> _Aim_:
Turn every line of the entries below into a Markdown table with the columns Row and Line, numbering the rows in order and skipping blank lines. Leave the pictures out of the answer.

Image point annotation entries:
____________________

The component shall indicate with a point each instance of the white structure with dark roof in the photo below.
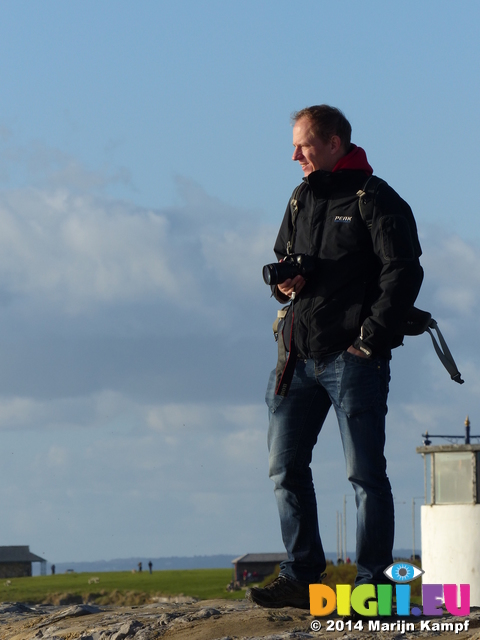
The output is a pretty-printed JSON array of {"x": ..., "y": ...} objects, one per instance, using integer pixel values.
[
  {"x": 451, "y": 516},
  {"x": 16, "y": 562},
  {"x": 259, "y": 564}
]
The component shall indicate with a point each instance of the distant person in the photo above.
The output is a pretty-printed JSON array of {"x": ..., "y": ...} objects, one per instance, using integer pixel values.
[{"x": 349, "y": 271}]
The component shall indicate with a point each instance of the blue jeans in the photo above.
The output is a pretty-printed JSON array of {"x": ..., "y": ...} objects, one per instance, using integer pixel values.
[{"x": 357, "y": 388}]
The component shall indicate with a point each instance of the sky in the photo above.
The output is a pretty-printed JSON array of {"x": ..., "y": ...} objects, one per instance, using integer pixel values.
[{"x": 145, "y": 166}]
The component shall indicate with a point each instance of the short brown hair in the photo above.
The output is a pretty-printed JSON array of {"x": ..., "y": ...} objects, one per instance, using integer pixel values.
[{"x": 327, "y": 122}]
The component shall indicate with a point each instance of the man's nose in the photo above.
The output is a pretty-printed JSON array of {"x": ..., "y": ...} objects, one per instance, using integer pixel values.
[{"x": 297, "y": 154}]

____________________

> _Result of this task_:
| Row | Line |
|---|---|
| 1 | The component shall indicate with a point each instance of the white structure with dark roof in the photo below. |
| 2 | The output is a pretty-printed JSON array of {"x": ..., "y": ...} objects, one per instance, using integer pixel values. |
| 3 | [ |
| 4 |   {"x": 451, "y": 516}, |
| 5 |   {"x": 16, "y": 562}, |
| 6 |   {"x": 259, "y": 564} |
| 7 | ] |
| 8 | The component shall indicate with a point each instance of the distant person in the photo above. |
| 9 | The output is a pretty-printed JSON array of {"x": ..., "y": ...} objects, one per instance, using integer pixel values. |
| 10 | [{"x": 349, "y": 271}] |
| 11 | The component shall indicate with a point each instance of the blue jeans in the photo above. |
| 12 | The output is a pretty-printed JSON array of {"x": ..., "y": ...} objects, one per instance, using integer pixel values. |
| 13 | [{"x": 357, "y": 388}] |
| 14 | The component shall indicate with a point each instance of the sky in the photo above. |
| 15 | The output is a pretty-printed JSON array of {"x": ..., "y": ...} objects, one per instance, using integer pixel values. |
| 16 | [{"x": 145, "y": 166}] |
| 17 | The component shall indicate with a point each instance of the short brown hair in the photo above. |
| 18 | The output is a pretty-printed JSON array of {"x": ..., "y": ...} objects, one per instance, using integer pixel values. |
| 19 | [{"x": 327, "y": 122}] |
| 20 | The component shall indicate with a point each instance of the man's nose in the photo above. |
| 21 | The output is a pretty-printed JSON array of {"x": ..., "y": ...} objects, one per instance, using integer pixel values. |
| 22 | [{"x": 297, "y": 154}] |